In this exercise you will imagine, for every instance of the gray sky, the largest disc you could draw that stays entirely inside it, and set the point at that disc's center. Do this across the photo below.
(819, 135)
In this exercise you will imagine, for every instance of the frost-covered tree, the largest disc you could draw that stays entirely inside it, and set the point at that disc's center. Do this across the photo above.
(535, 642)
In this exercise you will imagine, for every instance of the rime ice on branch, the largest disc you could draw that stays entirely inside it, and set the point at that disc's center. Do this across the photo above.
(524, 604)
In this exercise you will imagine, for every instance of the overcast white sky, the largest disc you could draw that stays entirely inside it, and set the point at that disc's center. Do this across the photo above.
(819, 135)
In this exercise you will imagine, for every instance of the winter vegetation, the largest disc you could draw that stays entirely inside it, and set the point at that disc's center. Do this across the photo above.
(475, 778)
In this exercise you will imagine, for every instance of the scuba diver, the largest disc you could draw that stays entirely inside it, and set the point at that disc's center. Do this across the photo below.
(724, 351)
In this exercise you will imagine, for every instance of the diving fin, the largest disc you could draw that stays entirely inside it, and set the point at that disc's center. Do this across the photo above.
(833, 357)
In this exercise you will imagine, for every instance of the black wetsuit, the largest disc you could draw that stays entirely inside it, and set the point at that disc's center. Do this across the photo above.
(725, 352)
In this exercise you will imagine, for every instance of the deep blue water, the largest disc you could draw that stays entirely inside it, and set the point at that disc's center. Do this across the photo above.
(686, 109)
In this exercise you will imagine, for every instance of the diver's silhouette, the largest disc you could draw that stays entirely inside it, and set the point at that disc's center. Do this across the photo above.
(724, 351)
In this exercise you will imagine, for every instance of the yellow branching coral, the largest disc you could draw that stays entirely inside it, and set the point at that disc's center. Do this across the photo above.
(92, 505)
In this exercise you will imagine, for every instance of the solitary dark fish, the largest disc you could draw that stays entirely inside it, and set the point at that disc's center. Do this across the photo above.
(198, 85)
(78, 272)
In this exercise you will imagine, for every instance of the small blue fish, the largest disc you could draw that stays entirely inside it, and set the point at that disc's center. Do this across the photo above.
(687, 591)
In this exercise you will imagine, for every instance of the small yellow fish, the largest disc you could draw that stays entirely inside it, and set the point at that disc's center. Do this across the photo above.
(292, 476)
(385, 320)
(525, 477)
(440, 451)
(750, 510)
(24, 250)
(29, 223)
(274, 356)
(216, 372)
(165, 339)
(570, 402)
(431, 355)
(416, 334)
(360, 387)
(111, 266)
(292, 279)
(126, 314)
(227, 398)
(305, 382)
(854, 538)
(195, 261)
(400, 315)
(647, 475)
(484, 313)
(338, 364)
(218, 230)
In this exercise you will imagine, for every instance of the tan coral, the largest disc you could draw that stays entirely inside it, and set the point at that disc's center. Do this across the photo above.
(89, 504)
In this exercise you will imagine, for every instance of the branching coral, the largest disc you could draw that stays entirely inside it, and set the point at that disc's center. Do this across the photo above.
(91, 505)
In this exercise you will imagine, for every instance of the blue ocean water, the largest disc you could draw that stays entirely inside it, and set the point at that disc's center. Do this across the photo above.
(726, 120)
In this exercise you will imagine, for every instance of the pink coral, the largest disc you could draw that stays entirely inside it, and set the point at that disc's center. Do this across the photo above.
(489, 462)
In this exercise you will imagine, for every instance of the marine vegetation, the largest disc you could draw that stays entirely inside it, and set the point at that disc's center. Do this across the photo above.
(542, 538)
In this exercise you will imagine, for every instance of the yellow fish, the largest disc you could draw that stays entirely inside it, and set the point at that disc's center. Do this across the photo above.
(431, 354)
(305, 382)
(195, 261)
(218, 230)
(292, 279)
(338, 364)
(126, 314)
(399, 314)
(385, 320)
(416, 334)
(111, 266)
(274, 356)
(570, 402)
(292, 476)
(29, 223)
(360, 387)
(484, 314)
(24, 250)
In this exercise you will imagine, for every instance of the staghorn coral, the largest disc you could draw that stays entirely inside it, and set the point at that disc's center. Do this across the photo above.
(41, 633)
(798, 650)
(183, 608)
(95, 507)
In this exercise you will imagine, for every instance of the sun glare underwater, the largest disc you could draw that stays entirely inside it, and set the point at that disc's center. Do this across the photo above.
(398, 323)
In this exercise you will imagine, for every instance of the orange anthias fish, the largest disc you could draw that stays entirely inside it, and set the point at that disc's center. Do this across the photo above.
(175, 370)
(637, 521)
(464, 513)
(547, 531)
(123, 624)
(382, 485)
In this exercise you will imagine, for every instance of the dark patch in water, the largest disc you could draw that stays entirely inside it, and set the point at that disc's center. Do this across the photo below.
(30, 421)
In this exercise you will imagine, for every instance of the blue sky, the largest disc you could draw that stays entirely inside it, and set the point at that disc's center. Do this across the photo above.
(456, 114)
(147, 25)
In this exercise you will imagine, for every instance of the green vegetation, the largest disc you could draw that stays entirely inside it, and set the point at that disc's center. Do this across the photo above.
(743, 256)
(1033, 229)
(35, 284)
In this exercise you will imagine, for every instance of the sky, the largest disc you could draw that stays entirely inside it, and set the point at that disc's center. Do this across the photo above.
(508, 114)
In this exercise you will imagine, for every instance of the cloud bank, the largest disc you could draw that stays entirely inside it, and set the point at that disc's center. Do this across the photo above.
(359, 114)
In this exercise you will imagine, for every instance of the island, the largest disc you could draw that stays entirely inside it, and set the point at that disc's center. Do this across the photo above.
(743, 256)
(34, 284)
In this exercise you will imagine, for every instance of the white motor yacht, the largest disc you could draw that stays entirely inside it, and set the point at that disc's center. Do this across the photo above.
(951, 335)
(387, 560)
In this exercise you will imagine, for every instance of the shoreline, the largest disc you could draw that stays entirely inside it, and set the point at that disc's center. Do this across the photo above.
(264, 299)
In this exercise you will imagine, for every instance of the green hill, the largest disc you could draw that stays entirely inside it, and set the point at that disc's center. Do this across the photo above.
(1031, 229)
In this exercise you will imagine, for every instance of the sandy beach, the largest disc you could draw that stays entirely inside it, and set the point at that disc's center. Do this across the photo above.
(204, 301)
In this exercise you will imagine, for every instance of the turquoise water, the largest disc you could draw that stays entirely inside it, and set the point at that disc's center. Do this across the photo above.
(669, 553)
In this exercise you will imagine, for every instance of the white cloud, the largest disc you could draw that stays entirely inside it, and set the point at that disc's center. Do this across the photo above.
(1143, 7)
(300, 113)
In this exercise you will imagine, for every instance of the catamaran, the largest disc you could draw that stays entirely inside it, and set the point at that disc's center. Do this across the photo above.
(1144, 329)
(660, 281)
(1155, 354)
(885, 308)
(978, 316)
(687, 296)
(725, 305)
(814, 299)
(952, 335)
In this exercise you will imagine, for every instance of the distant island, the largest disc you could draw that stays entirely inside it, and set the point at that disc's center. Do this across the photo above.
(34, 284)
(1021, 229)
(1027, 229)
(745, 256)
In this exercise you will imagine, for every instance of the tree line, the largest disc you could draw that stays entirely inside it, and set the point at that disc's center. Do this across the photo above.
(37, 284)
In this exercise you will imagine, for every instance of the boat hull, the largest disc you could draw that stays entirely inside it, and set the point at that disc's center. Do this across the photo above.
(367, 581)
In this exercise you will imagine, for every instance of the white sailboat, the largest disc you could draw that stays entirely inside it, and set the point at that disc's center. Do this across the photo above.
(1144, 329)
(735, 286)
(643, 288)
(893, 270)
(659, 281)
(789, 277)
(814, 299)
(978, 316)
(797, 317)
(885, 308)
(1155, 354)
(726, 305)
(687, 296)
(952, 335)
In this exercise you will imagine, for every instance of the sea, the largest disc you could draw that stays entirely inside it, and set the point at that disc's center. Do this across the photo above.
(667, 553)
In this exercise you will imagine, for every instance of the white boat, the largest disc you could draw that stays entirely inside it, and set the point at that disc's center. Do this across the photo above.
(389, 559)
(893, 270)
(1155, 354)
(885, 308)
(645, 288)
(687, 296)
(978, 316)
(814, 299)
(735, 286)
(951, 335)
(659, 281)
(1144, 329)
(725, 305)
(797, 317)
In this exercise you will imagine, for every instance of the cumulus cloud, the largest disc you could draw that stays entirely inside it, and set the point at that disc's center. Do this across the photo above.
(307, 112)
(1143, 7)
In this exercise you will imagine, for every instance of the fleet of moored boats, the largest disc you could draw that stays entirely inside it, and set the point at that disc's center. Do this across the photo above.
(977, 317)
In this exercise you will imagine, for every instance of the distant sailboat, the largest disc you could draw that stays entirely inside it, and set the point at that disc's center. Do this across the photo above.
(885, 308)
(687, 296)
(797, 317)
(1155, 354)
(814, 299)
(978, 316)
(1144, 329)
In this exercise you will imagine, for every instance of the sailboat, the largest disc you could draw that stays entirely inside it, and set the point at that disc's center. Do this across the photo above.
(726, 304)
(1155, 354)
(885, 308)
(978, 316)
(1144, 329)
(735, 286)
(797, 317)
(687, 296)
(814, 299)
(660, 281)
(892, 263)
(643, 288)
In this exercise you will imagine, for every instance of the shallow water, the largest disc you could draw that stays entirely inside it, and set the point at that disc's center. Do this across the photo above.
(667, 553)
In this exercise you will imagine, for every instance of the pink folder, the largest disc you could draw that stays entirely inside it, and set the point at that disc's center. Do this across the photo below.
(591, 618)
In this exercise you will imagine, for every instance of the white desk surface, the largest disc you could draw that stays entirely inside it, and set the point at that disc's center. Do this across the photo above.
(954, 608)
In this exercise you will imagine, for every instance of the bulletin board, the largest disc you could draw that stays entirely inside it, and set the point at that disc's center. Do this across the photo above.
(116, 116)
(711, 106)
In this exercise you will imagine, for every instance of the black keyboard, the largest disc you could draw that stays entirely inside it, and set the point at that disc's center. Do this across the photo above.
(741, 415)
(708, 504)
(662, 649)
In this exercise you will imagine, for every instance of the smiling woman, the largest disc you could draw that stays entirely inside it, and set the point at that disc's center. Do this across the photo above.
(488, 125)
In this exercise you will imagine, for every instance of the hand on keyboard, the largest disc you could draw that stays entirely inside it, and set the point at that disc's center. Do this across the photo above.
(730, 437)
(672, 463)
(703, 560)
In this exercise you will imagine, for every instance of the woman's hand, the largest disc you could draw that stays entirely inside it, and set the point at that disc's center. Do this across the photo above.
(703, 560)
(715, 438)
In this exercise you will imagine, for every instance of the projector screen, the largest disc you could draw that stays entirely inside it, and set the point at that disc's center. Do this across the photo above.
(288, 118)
· · · · ·
__Exercise directions__:
Rewrite the lines starting at the one containing "green vegetation, the" and ending at the one containing "(1031, 229)", replacing "largest" with "widest" and leaving everything else unchanged. Output only those lines.

__Result of this exercise__:
In this exercise you will imagine, for every instance of the green vegetation, the widest disc you could draw that stays entirely inside it, and set the point at that disc's center. Do this across the photo above.
(743, 256)
(1033, 229)
(35, 284)
In this exercise you will imagine, for every instance of the sky, the widest disc you could draw that stays entirely inside it, and set the point at that disc's center. Do this across the photo above.
(508, 114)
In this exercise you will imagine, for every instance of the cloud bank, the widest disc you could draw that stays entirely inside it, and set the point at that disc's center. Do this across the photo above.
(359, 114)
In this exercise you will imagine, for every instance of the island, the widest disc you could draw that stays entirely inside it, and set the point at that disc's center. Do this across the photo above.
(743, 256)
(34, 284)
In this exercise you will imagine, for every instance of the white motor yacht, the widest disc you could draw that stays entirely inside it, and set the point at that disc's center. Do this across the photo above.
(951, 335)
(387, 560)
In this exercise you will imagine, for every instance of the shoreline, the widest disc you could draw that stays entirely inside it, and set the point at that disc's center. Do this across the photo above.
(264, 299)
In this exercise you will imagine, for every instance of the green hill, the widest disc you could draw that stays entirely inside it, and set the point at that disc's center. Do this across the photo above.
(1031, 229)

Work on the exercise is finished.